- Task directions -
Reproduce the records starting at the line that contains "Query: basket rim" and running to the last line, exactly and in full.

- Natural language region descriptions -
----------

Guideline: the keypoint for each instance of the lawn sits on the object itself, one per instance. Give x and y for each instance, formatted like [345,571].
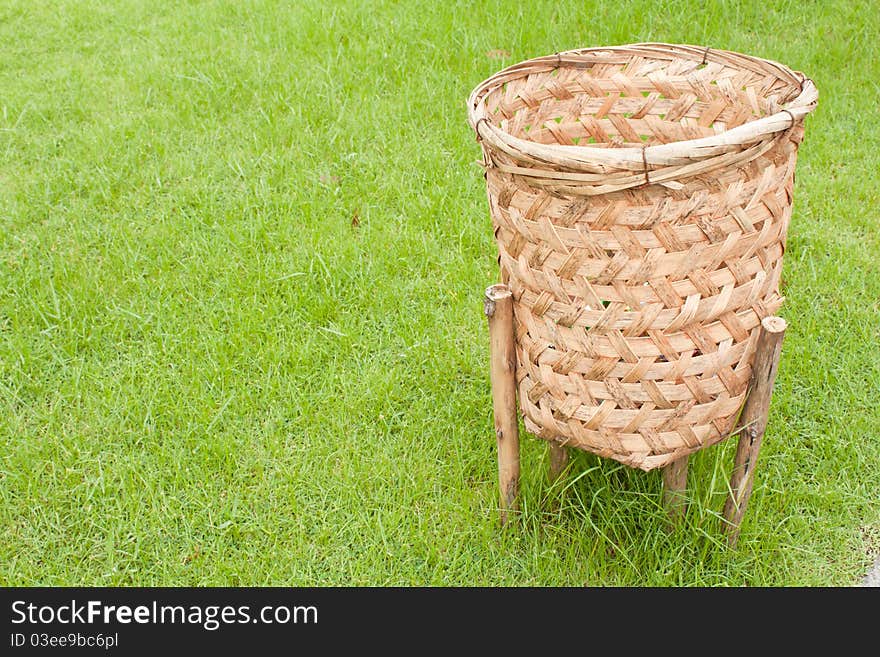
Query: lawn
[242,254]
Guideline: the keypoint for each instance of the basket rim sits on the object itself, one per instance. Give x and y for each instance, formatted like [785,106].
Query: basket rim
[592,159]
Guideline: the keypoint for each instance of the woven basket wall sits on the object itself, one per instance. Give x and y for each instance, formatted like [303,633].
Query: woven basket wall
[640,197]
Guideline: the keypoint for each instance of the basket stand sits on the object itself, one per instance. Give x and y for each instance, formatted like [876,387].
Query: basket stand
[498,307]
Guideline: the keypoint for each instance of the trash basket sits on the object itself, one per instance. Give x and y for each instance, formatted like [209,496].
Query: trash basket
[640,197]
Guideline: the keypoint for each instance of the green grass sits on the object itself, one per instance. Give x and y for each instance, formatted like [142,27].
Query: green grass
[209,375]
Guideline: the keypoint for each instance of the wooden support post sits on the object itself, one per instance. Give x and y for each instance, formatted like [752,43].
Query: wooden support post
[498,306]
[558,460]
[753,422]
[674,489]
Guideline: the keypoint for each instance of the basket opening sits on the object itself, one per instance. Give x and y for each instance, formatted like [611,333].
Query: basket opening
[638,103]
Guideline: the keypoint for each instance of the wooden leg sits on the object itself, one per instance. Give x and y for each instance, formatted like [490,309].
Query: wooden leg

----------

- Solution -
Query: basket rim
[592,159]
Guideline: the keypoint for each instance of the woven basket wall sits on the object itself, one per instance. Give x and y for each instance, formatted like [303,633].
Query: woven basket wall
[640,197]
Guideline: the keypoint for each instance of the basket stand sits on the object itself, one per instance. Give x and y for each instance, formatted like [876,387].
Query: basket stand
[498,307]
Guideline: the keypoint for each instance of the trash basket sits on the object itself, one per instance. Give x and y for each instance, formatted like [209,496].
Query: trash basket
[640,197]
Guideline: the keypoint for each instance of the green grass sits on the object itself, one per instance. Give x and y for each instance, formatted like [142,27].
Query: green grass
[209,375]
Guideline: the keypoint for each instance of the wooden support post sits on the object itself, one per instance. Give x and y for each instance, formatted like [752,43].
Query: wooden support post
[498,306]
[558,460]
[753,422]
[674,489]
Guideline: the keypoint for each instance of the basket opening sits on the object itself, one per instance. Give x and y for each instance, formatted like [611,333].
Query: basket opening
[638,103]
Guideline: the keypoint for each instance of the wooden leg sits on the object itself, one per instance. Give x and y for each instance, formatted like [490,309].
Query: wooden leg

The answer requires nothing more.